# Water Effect



## DurocShark

I "black mirrored" some ripple glass (paint one side black). Looks like water. 

Yes, I need a blue gel for the strobe that's doing the background. Can't find my box with the gels. I think I tossed them a few years ago. Whoops! 

The pen is one I've posted before. It's my primary carry ballpoint.




On the water... by DurocShark, on Flickr


Here's the setup shot. Yes, my bedroom is my studio.




DSC_5544setup by DurocShark, on Flickr


----------



## Rangertrek

I really like the effect of the ripple action on the water.  Nice photo work.


----------



## seamus7227

That looks cool!!!! I really like that!


----------



## Carrick

Kudos...Really awesome work, pal!


----------



## Drstrangefart

BRILLIANT!!!!


----------



## ctubbs

Don, way to go.  That is a great effect and your setup is right on.
Charles


----------



## bobjackson

Love it.


----------



## Crickett

What a fabulous looking pen and the photo is breathtaking!!  
If the glass is painted a different colour would it have the same effect?


----------



## DurocShark

Yeah, I've done "mirrors" of several colors. Some work better than others, but the technique is the same.

Any piece of glass can be painted. I got the idea from painting the backs of my fishtanks. Slopping some black paint on the back of a tank looked awesome from the front. 

Nice thing about this technique is you don't get the double reflection like you do with a regular mirror. (I use those lots too...)

In this pic I was going for a "floating on the ocean" effect. Need to work on the sky...


----------



## Jmhoff10500

There are alot of pens on here that have gotten the WOW reaction but this is one of the first that get a jaw-dropping whoah! Very nice job, i love the blank!


----------



## turbowagon

That is amazingly awesome!   It's the coolest pen photo I've seen in a long time!

I LOVE it!

- Joe


----------



## OOPS

NO doubt, NO doubt, +1 on the coolest pen photo in a long time!  That is an incredible idea and well executed.  Now, where exactly do you sleep in that "studio?"  Wait, is that your pillow there?  Not only is this pen your daily carry, it looks like you sleep with it too!

Thanks for posting this.  It is outstanding.


----------



## wm460

Excellent


----------



## PenPal

Don, Moving scene there mate. My set up is in front of the tele in the lounge, folds up out of the way. Like the simplicity of lighting and the quality as well as your daily write. showing this way gives us all heart and worth a thousand words.

Thanks mate.

Regards Peter.


----------



## DurocShark

Thanks guys!

:biggrin:


----------



## RHossack

Very nice effect ... but I like the white bumbershoot as a photo booth!

### Supplied material
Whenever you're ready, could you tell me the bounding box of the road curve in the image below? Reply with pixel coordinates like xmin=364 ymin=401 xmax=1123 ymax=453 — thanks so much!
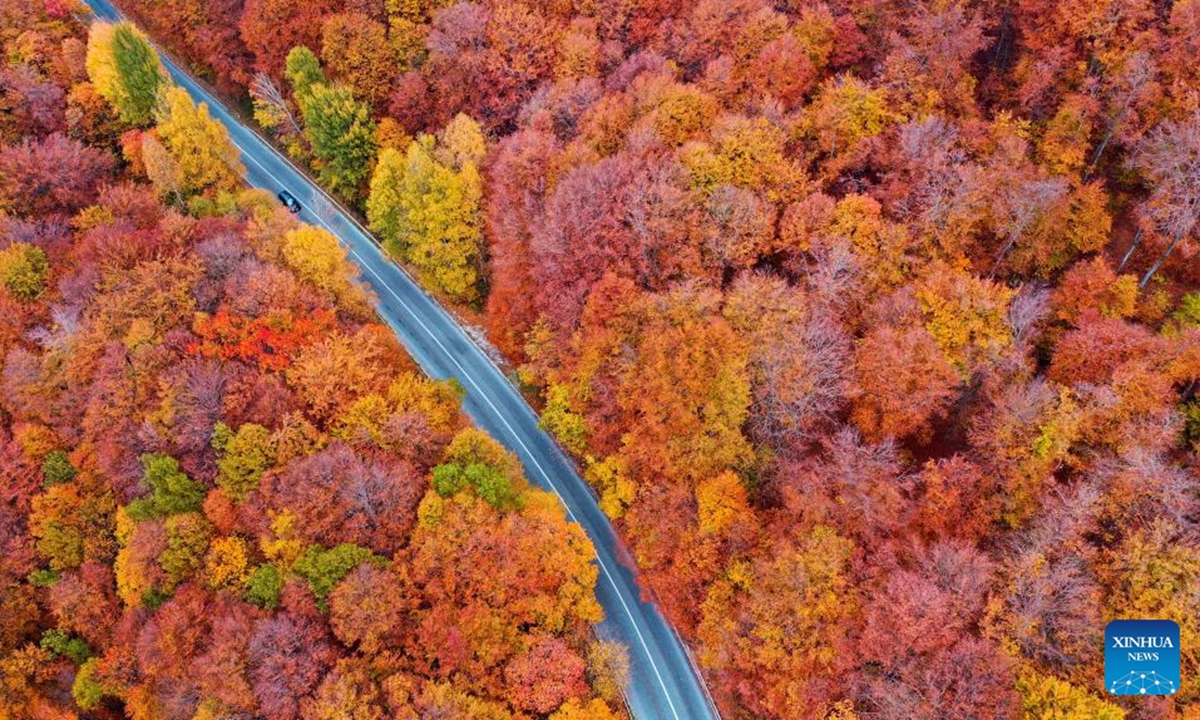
xmin=84 ymin=0 xmax=719 ymax=720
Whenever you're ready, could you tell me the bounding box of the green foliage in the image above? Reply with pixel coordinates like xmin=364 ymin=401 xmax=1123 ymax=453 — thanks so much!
xmin=0 ymin=242 xmax=50 ymax=301
xmin=283 ymin=46 xmax=329 ymax=97
xmin=42 ymin=450 xmax=76 ymax=487
xmin=242 ymin=564 xmax=283 ymax=610
xmin=293 ymin=542 xmax=386 ymax=611
xmin=142 ymin=588 xmax=172 ymax=611
xmin=125 ymin=452 xmax=204 ymax=520
xmin=1171 ymin=292 xmax=1200 ymax=329
xmin=71 ymin=658 xmax=112 ymax=710
xmin=433 ymin=462 xmax=521 ymax=510
xmin=88 ymin=23 xmax=167 ymax=125
xmin=367 ymin=128 xmax=482 ymax=302
xmin=214 ymin=422 xmax=275 ymax=500
xmin=296 ymin=84 xmax=379 ymax=199
xmin=29 ymin=568 xmax=62 ymax=588
xmin=158 ymin=512 xmax=212 ymax=586
xmin=38 ymin=628 xmax=91 ymax=665
xmin=1180 ymin=401 xmax=1200 ymax=452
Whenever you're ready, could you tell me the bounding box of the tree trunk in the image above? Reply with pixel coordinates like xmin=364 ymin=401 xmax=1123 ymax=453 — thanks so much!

### Required work
1 - In the water effect thread, where did DurocShark get the idea of painting glass?
2 - Please explain why, according to the water effect thread, DurocShark likes painted glass better than a regular mirror.
3 - Carry on the water effect thread with the next reply after its final post.

### Final results
1 - From painting the backs of his fishtanks.

2 - Painting the back of the glass avoids the double reflection that a regular mirror produces.

3 -
----------



## DurocShark

Ok, I'll bite.

What's a bumbershoot?!?!


----------



## DurocShark

Ahh. Aside from a music and arts festival, it's another term for umbrella!

That is a gen yoo wine photographic umbrella. 

They're a few bucks, but translucent white that lets that weak little hotshoe flash light the pen. It's not strong enough to bounce off a reflective umbrella like the one in the top left corner.


----------



## scrollsawwoodart

That is freakin' great.


----------



## 76winger

I like the effect and look forward to an update if you find those gels!


----------



## toolcrazy

That is a cool effect. But, I am mixed on whether or not it is too much and it takes away from the beauty of the pen. I found that I was looking more at the glass than the pen it's self.


----------



## DurocShark

Yeah, you're probably right about that. That's ok though. :biggrin:

And I tried to order some Roscoe gels from B&H. Out of stock.


----------



## toddlajoie

That looks fantastic. I haven't done any work with black glass in a decade or so, but it is a very versitile effect. Never thought to try it with ripple glass tho!!!! You can get some neat color effects by putting a colored light behind your subject at the same angle as your camera's viewpoint so you get a direct reflection of the color..


----------



## mbroberg

It looks great!!! you should have saved that one for the Photo Contest that is coming up,,or do you have something else in mind for that?:wink:


----------



## DurocShark

mbroberg said:


> It looks great!!! you should have saved that one for the Photo Contest that is coming up,,or do you have something else in mind for that?:wink:



I assumed there would be a theme or some kind of parameters.

Plus, it feels like cheating if I use a pic taken prior to the start of the contest.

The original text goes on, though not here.